Records for processing:
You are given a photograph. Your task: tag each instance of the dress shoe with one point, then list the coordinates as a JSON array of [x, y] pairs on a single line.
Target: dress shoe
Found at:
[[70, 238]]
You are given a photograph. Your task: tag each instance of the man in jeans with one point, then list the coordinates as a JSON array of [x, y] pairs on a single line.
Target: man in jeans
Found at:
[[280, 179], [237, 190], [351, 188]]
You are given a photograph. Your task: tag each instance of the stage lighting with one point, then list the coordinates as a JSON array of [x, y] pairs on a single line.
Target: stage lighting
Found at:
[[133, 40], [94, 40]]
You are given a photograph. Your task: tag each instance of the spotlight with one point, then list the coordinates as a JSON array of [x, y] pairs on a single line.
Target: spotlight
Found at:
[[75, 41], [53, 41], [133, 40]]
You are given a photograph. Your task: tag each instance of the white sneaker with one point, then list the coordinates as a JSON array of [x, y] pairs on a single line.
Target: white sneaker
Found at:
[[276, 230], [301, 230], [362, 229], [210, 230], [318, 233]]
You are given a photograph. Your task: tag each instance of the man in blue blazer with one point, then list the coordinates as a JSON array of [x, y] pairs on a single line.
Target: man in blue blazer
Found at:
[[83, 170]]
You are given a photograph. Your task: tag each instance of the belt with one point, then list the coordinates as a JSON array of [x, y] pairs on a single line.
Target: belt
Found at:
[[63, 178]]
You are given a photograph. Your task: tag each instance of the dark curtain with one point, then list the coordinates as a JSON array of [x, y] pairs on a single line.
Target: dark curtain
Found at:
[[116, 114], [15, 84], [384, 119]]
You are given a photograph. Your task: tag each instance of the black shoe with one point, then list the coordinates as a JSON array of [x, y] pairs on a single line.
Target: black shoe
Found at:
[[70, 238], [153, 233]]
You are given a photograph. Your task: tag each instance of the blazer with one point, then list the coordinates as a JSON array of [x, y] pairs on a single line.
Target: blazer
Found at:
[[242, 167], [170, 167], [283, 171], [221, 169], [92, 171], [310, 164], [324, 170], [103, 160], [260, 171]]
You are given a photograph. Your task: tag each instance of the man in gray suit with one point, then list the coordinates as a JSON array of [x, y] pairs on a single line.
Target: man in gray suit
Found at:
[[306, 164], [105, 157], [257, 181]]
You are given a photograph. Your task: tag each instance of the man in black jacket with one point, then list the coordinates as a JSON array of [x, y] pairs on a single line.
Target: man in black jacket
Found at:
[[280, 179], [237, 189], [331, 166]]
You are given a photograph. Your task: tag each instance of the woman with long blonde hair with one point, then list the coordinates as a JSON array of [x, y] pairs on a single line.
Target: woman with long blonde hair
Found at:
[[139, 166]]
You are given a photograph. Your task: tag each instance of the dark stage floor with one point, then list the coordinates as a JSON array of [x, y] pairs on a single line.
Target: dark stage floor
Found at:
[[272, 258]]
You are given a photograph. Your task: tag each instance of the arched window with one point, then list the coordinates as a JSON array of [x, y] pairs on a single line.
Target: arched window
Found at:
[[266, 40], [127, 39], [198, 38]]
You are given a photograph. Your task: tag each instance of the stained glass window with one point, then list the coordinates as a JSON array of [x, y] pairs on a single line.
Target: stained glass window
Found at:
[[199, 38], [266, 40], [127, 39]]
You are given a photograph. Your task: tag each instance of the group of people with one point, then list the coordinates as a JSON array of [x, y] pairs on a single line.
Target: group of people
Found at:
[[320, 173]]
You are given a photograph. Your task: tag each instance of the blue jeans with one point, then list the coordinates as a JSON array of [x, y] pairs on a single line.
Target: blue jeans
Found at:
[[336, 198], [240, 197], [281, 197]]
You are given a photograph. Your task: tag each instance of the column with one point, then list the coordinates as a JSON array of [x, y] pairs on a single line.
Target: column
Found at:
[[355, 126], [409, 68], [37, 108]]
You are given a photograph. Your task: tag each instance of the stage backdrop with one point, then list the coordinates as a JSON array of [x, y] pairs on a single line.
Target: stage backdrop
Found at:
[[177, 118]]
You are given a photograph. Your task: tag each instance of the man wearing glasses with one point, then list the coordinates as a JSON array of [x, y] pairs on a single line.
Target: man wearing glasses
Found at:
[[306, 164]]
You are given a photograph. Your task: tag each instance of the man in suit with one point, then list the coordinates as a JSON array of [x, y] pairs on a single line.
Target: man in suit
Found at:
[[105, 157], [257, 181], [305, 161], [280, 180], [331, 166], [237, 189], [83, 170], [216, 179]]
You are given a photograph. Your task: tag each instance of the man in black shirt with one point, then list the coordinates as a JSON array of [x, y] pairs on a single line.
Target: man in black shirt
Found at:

Work required:
Rewrite all of the material above with each "single line" changed to "one line" and nothing else altered.

Final answer:
You are given a photograph. Your task: tag each instance of the dress shoe with one point, then list the coordinates as a JSON array of [x, y] pairs on a one line.
Target: dress shoe
Found at:
[[70, 238]]
You are given a photograph. Your task: tag each instance of the man in jeans with one point, then list the coordinates as a JSON array of [x, y] pairs on a one line.
Target: man in jeans
Found at:
[[280, 179], [237, 190], [351, 188]]
You are given a photograph. Your task: tag each instance of the stage lighting with one point, then list the coordinates as a JSON array of [x, y] pairs on a one line.
Target: stage lighting
Found at:
[[133, 40], [94, 40]]
You are given a photograph. Your task: tag each instance of the spotlight with one point, then list the coordinates as a JSON array of [x, y] pairs on a one line.
Target: spotlight
Found at:
[[75, 41], [53, 41], [133, 40]]
You are given a photograph. Your task: tag each instance of the white sneaker with one point, then list the coordinates as a JSON array of [x, y] pairs on a one line.
Target: white sneaker
Found at:
[[276, 230], [301, 230], [362, 229], [210, 230], [318, 233]]
You are given a photograph. Your task: tag each instance of the man in blue blazer with one point, then list the coordinates as a JSON array of [x, y] pairs on a one line.
Target: man in blue blazer
Found at:
[[83, 170]]
You are given a photograph. Your task: tag each instance of the belt with one point, then list the coordinates as a JSON array of [x, y] pairs on a one line.
Target: belt
Found at:
[[63, 178]]
You are given a photograph. Your task: tag each instance of the dark curtain with one point, then list the coordinates as a JSON array of [x, y] pairs on a one line.
Target: dark curtain
Found at:
[[116, 114], [15, 84], [384, 119]]
You are given a photograph. Your task: tag each instance of the black shoe with one point, then list the coordinates as a JSON array of [x, y] pairs on a one line.
Target: black shoe
Found at:
[[70, 238], [153, 233]]
You are given a photograph. Your task: tag each instance of the blazer with one point, then list the coordinates as a JSON array of [x, y] pairs on a one line.
Target: blazer
Found at:
[[242, 167], [170, 167], [283, 171], [221, 169], [92, 171], [310, 164], [324, 170], [103, 160], [260, 171]]
You are given a photograph. Your task: tag each instance of the man in gray suit with one point, then list the coordinates as a JSON array of [x, y] pairs on a one line.
Target: man in gray suit
Found at:
[[306, 164], [105, 157], [257, 181]]
You are given a photograph. Your task: tag each instance of the man in black jacket with one point, then list the coordinates as a JSON array of [x, y] pairs on a one line.
Target: man in black jacket
Found at:
[[280, 179], [237, 189], [331, 166]]
You are given a photograph. Your task: tag each instance of the woman with long blonde hair with one point, then list the coordinates as a JSON array of [x, y] pairs on a one line.
Target: woman with long blonde hair
Found at:
[[139, 166]]
You are given a photograph. Your task: tag each instance of the dark stage floor with one point, then list the coordinates as a JSON array of [x, y] pairs on a one line.
Target: dark stage floor
Found at:
[[272, 258]]
You are given a photograph. Your task: tag each instance of the arched window with one point, then list the coordinates as a JSON array of [x, y] pairs on a one line.
Target: arched window
Found at:
[[266, 40], [127, 39], [198, 38]]
You are given a photograph. Your task: tag each instance of the stained glass window with one point, then list the coordinates as a JSON array of [x, y] pairs on a one line.
Target: stained glass window
Found at:
[[199, 38], [266, 40], [127, 39]]
You are given a photograph. Your task: tag each instance of the group of people with one point, then list the coordinates as a JSON array of [x, y] pairs on a one line.
Target: group of people
Found at:
[[320, 173]]
You are given a photograph. Your task: tag each instance of the blue jeans with one point, then list the coordinates as a JSON array of [x, y] pairs on a one line.
Target: blue jeans
Found at:
[[336, 198], [240, 197], [281, 197]]
You are given a photograph. Your task: tag each instance of the column with one point, then list the coordinates as a JSON array of [x, y] pairs on a one line.
Target: column
Found at:
[[355, 126], [409, 68], [37, 108]]
You are given a photograph. Your task: tag each instance of the stage backdrop with one point, then list the coordinates as a JSON array of [x, y] pairs on a one line.
Target: stage backdrop
Found at:
[[177, 118]]
You are given a photograph. Your task: tag each instance of the man wearing glasses with one point, then list the coordinates as a JSON array of [x, y] pairs on a one line.
Target: man wearing glasses
Found at:
[[306, 164]]
You are given a photograph. Your task: tag each instance of the man in suit with one point, then list the coordinates as a JSON array of [x, y] pairs on a one line.
Target: man in suit
Found at:
[[105, 157], [257, 181], [305, 161], [280, 180], [331, 166], [237, 189], [83, 170], [216, 179]]
You are given a photograph. Your task: tag each instance of the man in black shirt with one point, then list the coordinates as a JSON array of [x, y] pairs on a one line.
Target: man in black shirt
Found at:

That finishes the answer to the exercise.